**What is being asked**.
Extract the listing below in full, unchanged.

── Provided records

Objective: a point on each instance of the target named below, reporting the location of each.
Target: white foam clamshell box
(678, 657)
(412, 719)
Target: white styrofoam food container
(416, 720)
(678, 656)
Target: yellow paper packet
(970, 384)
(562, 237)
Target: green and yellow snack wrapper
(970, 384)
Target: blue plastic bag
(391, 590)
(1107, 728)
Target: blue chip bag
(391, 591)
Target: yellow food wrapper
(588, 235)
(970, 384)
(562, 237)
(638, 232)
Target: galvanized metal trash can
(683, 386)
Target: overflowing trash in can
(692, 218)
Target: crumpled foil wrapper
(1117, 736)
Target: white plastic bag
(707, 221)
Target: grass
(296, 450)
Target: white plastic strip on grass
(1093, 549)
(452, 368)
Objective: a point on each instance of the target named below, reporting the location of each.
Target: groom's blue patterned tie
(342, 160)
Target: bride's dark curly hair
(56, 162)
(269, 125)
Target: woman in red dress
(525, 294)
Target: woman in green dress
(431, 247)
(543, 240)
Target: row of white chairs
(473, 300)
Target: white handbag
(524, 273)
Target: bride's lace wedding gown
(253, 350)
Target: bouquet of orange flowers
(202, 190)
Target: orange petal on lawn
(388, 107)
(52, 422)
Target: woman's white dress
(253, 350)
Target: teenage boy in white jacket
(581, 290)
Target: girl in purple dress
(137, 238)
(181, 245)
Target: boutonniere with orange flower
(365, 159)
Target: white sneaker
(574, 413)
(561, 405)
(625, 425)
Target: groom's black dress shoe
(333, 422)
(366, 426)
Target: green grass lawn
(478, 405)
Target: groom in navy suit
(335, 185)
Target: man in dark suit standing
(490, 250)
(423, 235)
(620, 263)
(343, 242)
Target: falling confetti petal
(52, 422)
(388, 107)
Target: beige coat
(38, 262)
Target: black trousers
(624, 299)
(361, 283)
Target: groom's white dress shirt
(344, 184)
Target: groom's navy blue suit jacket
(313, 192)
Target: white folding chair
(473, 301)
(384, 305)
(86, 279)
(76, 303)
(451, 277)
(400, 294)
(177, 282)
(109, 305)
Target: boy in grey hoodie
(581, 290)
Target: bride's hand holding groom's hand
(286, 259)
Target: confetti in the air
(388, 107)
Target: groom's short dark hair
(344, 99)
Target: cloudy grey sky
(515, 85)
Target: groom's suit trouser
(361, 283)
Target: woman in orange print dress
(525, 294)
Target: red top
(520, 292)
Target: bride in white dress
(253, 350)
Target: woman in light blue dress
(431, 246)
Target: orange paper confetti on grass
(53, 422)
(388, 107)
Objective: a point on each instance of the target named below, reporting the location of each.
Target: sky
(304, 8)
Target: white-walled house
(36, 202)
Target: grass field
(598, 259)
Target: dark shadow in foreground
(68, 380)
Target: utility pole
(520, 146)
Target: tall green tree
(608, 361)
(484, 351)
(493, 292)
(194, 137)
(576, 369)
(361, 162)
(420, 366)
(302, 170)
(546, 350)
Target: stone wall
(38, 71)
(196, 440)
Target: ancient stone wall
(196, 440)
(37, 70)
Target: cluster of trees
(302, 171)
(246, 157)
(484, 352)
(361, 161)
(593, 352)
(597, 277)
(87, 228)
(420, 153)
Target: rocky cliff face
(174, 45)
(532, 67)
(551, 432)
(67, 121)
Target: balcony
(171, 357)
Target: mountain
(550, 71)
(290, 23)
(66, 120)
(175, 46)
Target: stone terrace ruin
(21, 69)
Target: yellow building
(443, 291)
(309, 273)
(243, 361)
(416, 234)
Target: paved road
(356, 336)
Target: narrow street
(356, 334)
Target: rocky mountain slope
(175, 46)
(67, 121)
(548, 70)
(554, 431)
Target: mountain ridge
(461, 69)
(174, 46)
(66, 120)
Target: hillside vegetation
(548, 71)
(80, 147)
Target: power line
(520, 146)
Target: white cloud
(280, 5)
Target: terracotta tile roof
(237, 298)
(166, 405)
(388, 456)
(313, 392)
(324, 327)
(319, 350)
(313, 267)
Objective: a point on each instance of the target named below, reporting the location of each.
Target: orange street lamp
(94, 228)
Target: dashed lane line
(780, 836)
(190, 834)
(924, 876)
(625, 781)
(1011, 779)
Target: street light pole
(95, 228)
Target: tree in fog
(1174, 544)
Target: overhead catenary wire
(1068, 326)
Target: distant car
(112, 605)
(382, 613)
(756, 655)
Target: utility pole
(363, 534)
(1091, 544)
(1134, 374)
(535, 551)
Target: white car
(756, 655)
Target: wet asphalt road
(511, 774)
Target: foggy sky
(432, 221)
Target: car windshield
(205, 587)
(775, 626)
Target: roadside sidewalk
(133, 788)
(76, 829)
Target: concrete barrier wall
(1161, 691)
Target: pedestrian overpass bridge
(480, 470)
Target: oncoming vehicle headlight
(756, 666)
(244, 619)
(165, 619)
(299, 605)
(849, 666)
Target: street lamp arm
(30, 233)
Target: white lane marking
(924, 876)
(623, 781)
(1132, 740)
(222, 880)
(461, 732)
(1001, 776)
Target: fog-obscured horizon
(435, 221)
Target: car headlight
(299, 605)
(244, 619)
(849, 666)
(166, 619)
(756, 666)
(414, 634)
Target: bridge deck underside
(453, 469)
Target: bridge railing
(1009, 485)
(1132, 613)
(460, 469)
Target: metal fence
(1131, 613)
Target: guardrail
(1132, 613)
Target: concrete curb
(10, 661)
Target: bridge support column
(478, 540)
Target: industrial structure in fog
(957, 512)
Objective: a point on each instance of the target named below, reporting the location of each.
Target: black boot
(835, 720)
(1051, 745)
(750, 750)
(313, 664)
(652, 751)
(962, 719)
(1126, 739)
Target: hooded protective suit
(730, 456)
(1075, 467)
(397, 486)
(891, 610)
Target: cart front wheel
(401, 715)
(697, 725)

────

**Answer in full**.
Objective: a point on each instance of the target named below, reporting the location of each.
Target: white foam clamshell box
(678, 657)
(412, 719)
Target: white styrofoam food container
(416, 720)
(678, 656)
Target: yellow paper packet
(970, 384)
(562, 237)
Target: green and yellow snack wrapper
(970, 384)
Target: blue plastic bag
(391, 590)
(1107, 728)
Target: blue chip bag
(391, 591)
Target: yellow food wrapper
(588, 235)
(970, 384)
(562, 237)
(638, 232)
Target: galvanized metal trash can
(683, 386)
Target: overflowing trash in can
(692, 218)
Target: crumpled foil wrapper
(1117, 736)
Target: white plastic bag
(707, 221)
Target: grass
(296, 450)
Target: white plastic strip on grass
(1093, 549)
(452, 368)
Objective: a point on each instance of the target named below, reporting the location of each.
Target: groom's blue patterned tie
(342, 160)
Target: bride's dark curly hair
(56, 162)
(269, 125)
Target: woman in red dress
(525, 294)
Target: woman in green dress
(431, 247)
(543, 240)
Target: row of white chairs
(473, 300)
Target: white handbag
(524, 273)
Target: bride's lace wedding gown
(253, 350)
Target: bouquet of orange flowers
(202, 190)
Target: orange petal on lawn
(388, 107)
(52, 422)
Target: woman's white dress
(253, 350)
Target: teenage boy in white jacket
(581, 290)
Target: girl in purple dress
(137, 238)
(181, 245)
Target: boutonniere with orange flower
(365, 159)
Target: white sneaker
(574, 413)
(561, 405)
(625, 425)
Target: groom's black dress shoe
(333, 422)
(366, 426)
Target: green grass lawn
(478, 405)
Target: groom in navy suit
(335, 185)
Target: man in dark suit standing
(490, 250)
(423, 235)
(620, 263)
(343, 242)
Target: falling confetti petal
(52, 422)
(388, 107)
Target: beige coat
(38, 262)
Target: black trousers
(624, 299)
(361, 283)
Target: groom's white dress shirt
(344, 184)
Target: groom's navy blue suit jacket
(313, 192)
Target: white folding chair
(473, 301)
(384, 305)
(86, 279)
(76, 303)
(451, 277)
(400, 294)
(177, 282)
(109, 305)
Target: boy in grey hoodie
(581, 290)
Target: bride's hand holding groom's hand
(286, 259)
Target: confetti in the air
(388, 107)
Target: groom's short dark hair
(344, 99)
Target: cloudy grey sky
(515, 85)
Target: groom's suit trouser
(361, 283)
Target: woman in orange print dress
(525, 294)
Target: red top
(520, 292)
Target: bride in white dress
(253, 350)
Target: woman in light blue dress
(431, 246)
Target: orange paper confetti on grass
(53, 422)
(388, 107)
Objective: a point on each instance of the target named below, reporting the location of each.
Target: sky
(304, 8)
Target: white-walled house
(36, 202)
Target: grass field
(598, 259)
Target: dark shadow in foreground
(68, 380)
Target: utility pole
(520, 146)
Target: tall green tree
(608, 361)
(484, 351)
(493, 292)
(194, 137)
(576, 369)
(361, 162)
(420, 366)
(302, 170)
(546, 350)
Target: stone wall
(38, 71)
(196, 440)
Target: ancient stone wall
(196, 440)
(37, 70)
Target: cluster of trees
(302, 171)
(246, 157)
(484, 352)
(361, 161)
(593, 352)
(597, 277)
(87, 228)
(420, 153)
Target: rocky cliff face
(174, 45)
(532, 67)
(551, 432)
(67, 121)
Target: balcony
(171, 357)
Target: mountain
(550, 71)
(290, 23)
(66, 120)
(175, 46)
Target: stone terrace ruin
(21, 69)
Target: yellow building
(443, 291)
(309, 273)
(243, 361)
(416, 234)
Target: paved road
(356, 336)
Target: narrow street
(356, 334)
Target: rocky mountain slope
(175, 46)
(67, 121)
(548, 70)
(554, 431)
Target: mountain ridge
(461, 69)
(174, 46)
(66, 120)
Target: hillside vegetation
(548, 71)
(80, 147)
Target: power line
(520, 146)
Target: white cloud
(280, 5)
Target: terracotta tile roof
(237, 298)
(166, 405)
(388, 456)
(313, 392)
(324, 327)
(319, 350)
(313, 267)
Objective: a point on each instance of the target named below, reporting the location of each.
Target: orange street lamp
(94, 228)
Target: dashed lane line
(780, 836)
(190, 834)
(924, 876)
(625, 781)
(1011, 779)
Target: street light pole
(95, 228)
Target: tree in fog
(1174, 544)
Target: overhead catenary wire
(1068, 326)
Target: distant car
(112, 605)
(382, 613)
(756, 655)
Target: utility pole
(363, 534)
(1091, 544)
(1134, 374)
(535, 551)
Target: white car
(756, 655)
Target: wet asphalt road
(511, 774)
Target: foggy sky
(432, 221)
Target: car windshield
(205, 587)
(775, 626)
Target: roadside sidewalk
(133, 788)
(76, 829)
Target: concrete barrier wall
(1161, 691)
Target: pedestrian overpass bridge
(480, 470)
Target: oncoming vehicle headlight
(756, 666)
(244, 619)
(165, 619)
(299, 605)
(849, 666)
Target: street lamp arm
(30, 233)
Target: white lane marking
(924, 876)
(623, 781)
(1132, 740)
(222, 880)
(461, 732)
(1001, 776)
Target: fog-obscured horizon
(435, 221)
Target: car headlight
(299, 605)
(244, 619)
(849, 666)
(166, 619)
(756, 666)
(414, 634)
Target: bridge deck underside
(453, 469)
Target: bridge railing
(1009, 485)
(1132, 613)
(460, 469)
Target: metal fence
(1131, 613)
Target: guardrail
(1132, 613)
Target: concrete curb
(10, 661)
Target: bridge support column
(478, 540)
Target: industrial structure in fog
(957, 512)
Objective: a point on each instance of the target named below, reporting the location of each.
Target: black boot
(835, 720)
(1051, 745)
(750, 750)
(313, 664)
(652, 751)
(962, 719)
(1126, 739)
Target: hooded protective suit
(730, 456)
(1075, 467)
(397, 486)
(891, 610)
Target: cart front wheel
(401, 715)
(697, 725)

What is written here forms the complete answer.